— BEGIN Passage —

# sorta off brand pants



## 55Nick15 (Aug 11, 2008)

so ive been looking for pants and i went to a shop and tried on a pair of vans XL.

they were tight on my butt by a bit but i got in them. so the guy ordered me a pair of XXL's

my question is.. if these dont fit, what other brands are out there that make bigger sizes for big guys. ie: columbia

ive seen that columbias xxl's are like 44-47.. i mean im not that big but compared to vans xxl's bein 42 or somethin like that it seems like that would be a better choice.

if yall can understand what i just said please help me out!

thanks,
-nick


----------



## legallyillegal (Oct 6, 2008)

Those Vans XXL will be fine width-wise, but length will be quite long (if you're not tall).

Mostly all of the "hardcore snowboarder" gear is XL 38-40 made for pre-teens to young adults.

Look into more of the ski-oriented brands, such as Spyder, Marker, etc.


----------



## 55Nick15 (Aug 11, 2008)

thanks bud im a 6 footer so i think it'll be not to bad on the vans im not to worried on width just so when i move i dont feel like my ass is gonna come out of thepants haha

but i will look towards spyder, never heard of marker tho ill look into em


----------



## Rufus (Nov 7, 2008)

It sounds like we're about the same size, I just picked up a pair of Burton Ronin Cargo pants in XXL and they fit good, I bet the Vans will also be OK. I found last year's model for $45 so there are some good deals out there.


----------



## Guest (Nov 10, 2008)

I'm a big guy too, 6'3", 260 lbs, 38 waist, and i've found Quicksilver XL to fit quite nicely. Helly Hansen in XXL fit real nice on those colder days with ample room for layering.


----------

— END Passage —

Objective A — Count the lines in the rows below that contain the string "flower", treating case as significant. Give only the number.

— BEGIN Source records —

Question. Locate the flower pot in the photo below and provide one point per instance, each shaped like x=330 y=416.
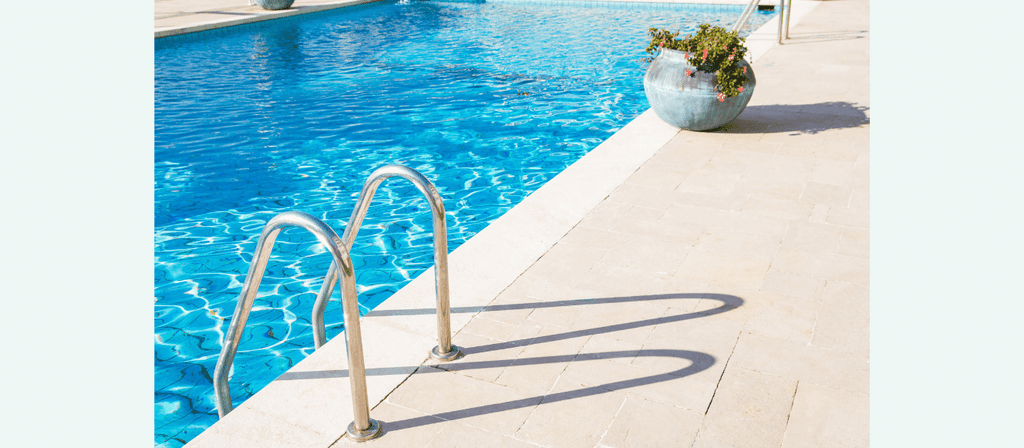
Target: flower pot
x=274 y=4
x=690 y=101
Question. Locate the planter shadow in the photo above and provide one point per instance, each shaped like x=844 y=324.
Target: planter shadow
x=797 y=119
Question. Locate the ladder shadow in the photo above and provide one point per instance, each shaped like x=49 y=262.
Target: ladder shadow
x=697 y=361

— END Source records —
— BEGIN Source records —

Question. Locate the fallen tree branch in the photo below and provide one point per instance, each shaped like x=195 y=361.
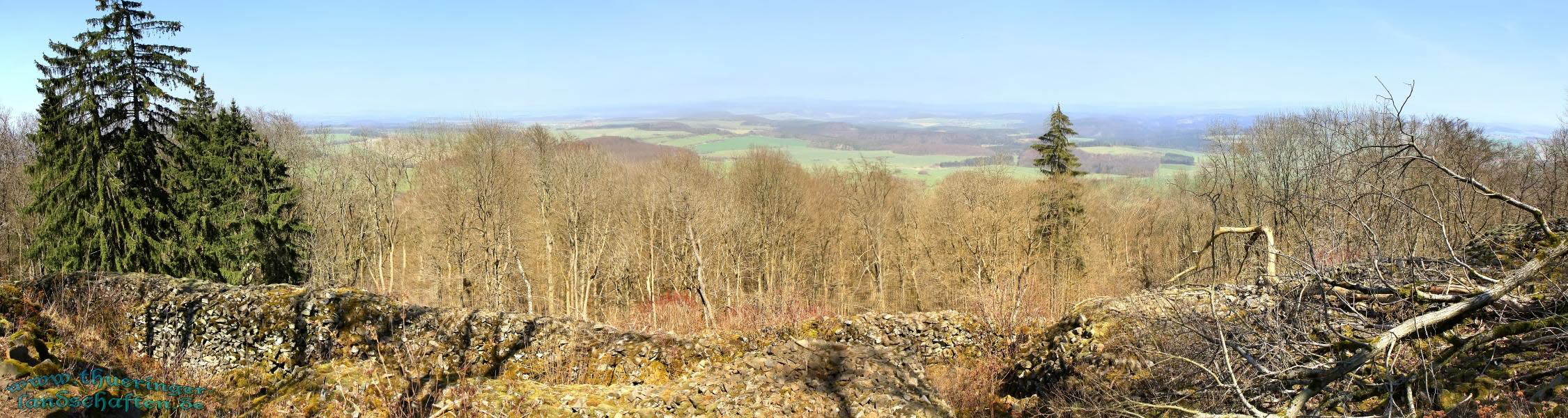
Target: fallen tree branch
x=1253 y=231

— END Source records —

Objective B — Reproduce word for word the passage of the pants-sizing thread above that opens with the words "It sounds like" and closes with "room for layering.".

Exercise result A — 2

Exercise result B —
It sounds like we're about the same size, I just picked up a pair of Burton Ronin Cargo pants in XXL and they fit good, I bet the Vans will also be OK. I found last year's model for $45 so there are some good deals out there.


----------



## Guest (Nov 10, 2008)

I'm a big guy too, 6'3", 260 lbs, 38 waist, and i've found Quicksilver XL to fit quite nicely. Helly Hansen in XXL fit real nice on those colder days with ample room for layering.